Scottsdale brand growth shapes new event development program

The brand that is Scottsdale is a valuable one — one that is cultivated by an image: “The West’s Most Western Town” illustrated above. (File photo)

The brand of Scottsdale is a lucrative property and city leaders believe perpetuating the strength of that property is an investment risk worth taking.

The city puts its money where its mouth is, and has created a program that provides bed-tax money to assist and support major activities that bring people to the city and promote tourism.

Records show the city of Scottsdale has allocated $2.9 million in seed money for various events held in and outside the city since fiscal year 2013-14 — seed money they say is needed to help fledgling events get off the ground and promote the brand of Scottsdale.

The Scottsdale Tourism Development Commission — a body of seven individuals appointed by Scottsdale City Council — establishes the criteria for what city officials have coined a “New Event Development Program.”

The idea: help facilitate start-up events that can grow into marquee attractions — attractions that will eventually generate more tax revenue for the city and business opportunities for local proprietors.

######

Please carry on the article above about Scottsdale's New Event Development Program, picking up right after its final sentence.

######

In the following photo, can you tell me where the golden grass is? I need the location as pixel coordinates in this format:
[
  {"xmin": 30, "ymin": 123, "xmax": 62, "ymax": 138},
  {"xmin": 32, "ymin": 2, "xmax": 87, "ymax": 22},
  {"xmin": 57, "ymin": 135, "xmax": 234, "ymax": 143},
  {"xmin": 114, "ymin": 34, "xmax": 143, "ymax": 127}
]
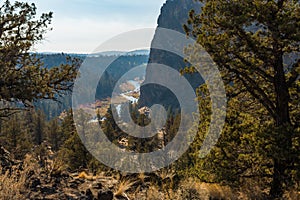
[
  {"xmin": 0, "ymin": 155, "xmax": 38, "ymax": 200},
  {"xmin": 114, "ymin": 179, "xmax": 137, "ymax": 197}
]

######

» Task answer
Some opponents, however, say there really isn’t a good yardstick to measure the return on investment of a given event and without that kind of evaluation it’s hard to definitively point to success.

Still others agree with the program, but think public money should be spent only on events held within city limits.

The Scottsdale Tourism Development Commission met Dec. 20 to update its criteria for selecting those who apply for funds in the New Event Development Program. The commission opted to delay any decisions until its next study session discussion scheduled for February.

Tourism Development Commission Chairman Richard Scholefield said during the Dec. 20 meeting that any proposed amendments should be further vetted.

“I would like to suggest that this be a part of a larger discussion at the study session in February,” he said at the public hearing. “I don’t think it should be approved today, then revisited later.”

The program presently allows event organizers to apply for financial assistance ranging from $30,000 to $75,000. Requests that exceed $75,000 are evaluated on a case-to-case basis, city leaders say.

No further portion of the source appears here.